Friday, August 10, 2018

Character Study: John Carradine


                  "Directors never direct me.

                    They just turn me loose."
                     John Carradine

    I suppose if you were going to embark on a study of Hollywood character actors, a natural first question would be: Where do you start? Here's an idea: John Carradine. For the sheer volume of movies he appeared in, Carradine might be the most prolific actor in the history of film. The exact number of titles is unknown and unknowable, but estimates range up to over 500. 

    Starting at the dawn of sound, Carradine appeared in pretty much everything - classics and crap, epics, westerns, swashbucklers, comedies, sci-fi, horror and high drama. He played leads in some B movies, but did most of his best work in support. He worked for John Ford a lot, and logged time with directors as varied as Martin Scorsese, Fritz Lang, Woody Allen and Cecil B. DeMille. He also appeared in some of the worst movies ever made, pictures where the title tells you everything you need to know: "Satan's Cheerleaders", "The House of the Seven Corpses", "Vampire Hookers", "Hell's Bloody Devils" and "Billy the Kid vs. Dracula".

*Extracted data:*
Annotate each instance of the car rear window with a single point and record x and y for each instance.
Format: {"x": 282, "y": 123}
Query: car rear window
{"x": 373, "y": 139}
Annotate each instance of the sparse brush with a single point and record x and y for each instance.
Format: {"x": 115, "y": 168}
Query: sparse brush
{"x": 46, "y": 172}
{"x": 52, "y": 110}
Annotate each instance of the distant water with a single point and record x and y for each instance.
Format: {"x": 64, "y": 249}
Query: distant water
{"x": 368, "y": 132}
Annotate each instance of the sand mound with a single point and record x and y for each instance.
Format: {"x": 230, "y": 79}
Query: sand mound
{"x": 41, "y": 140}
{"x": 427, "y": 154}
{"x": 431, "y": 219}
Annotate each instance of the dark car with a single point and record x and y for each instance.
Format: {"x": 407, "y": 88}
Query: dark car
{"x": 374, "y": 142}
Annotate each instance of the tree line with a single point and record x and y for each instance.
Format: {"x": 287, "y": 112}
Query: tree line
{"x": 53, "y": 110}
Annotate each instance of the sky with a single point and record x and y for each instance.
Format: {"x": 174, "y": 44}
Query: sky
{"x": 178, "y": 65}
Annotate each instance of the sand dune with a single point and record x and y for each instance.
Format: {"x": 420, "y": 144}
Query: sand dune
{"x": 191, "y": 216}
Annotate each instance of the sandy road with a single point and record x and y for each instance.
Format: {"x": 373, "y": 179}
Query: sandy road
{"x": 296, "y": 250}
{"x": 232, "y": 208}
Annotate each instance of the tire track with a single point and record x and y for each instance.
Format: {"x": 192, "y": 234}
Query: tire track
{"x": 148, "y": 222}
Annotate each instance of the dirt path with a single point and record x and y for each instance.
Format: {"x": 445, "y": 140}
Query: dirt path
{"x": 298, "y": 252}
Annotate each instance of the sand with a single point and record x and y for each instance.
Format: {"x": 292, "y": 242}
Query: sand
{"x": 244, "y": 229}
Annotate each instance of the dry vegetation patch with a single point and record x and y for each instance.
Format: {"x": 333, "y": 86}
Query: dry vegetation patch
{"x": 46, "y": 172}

*Assignment:*
In the character study of John Carradine, how high do estimates of the number of films he appeared in range?

*Exercise answer:*
Estimates range up to over 500 titles.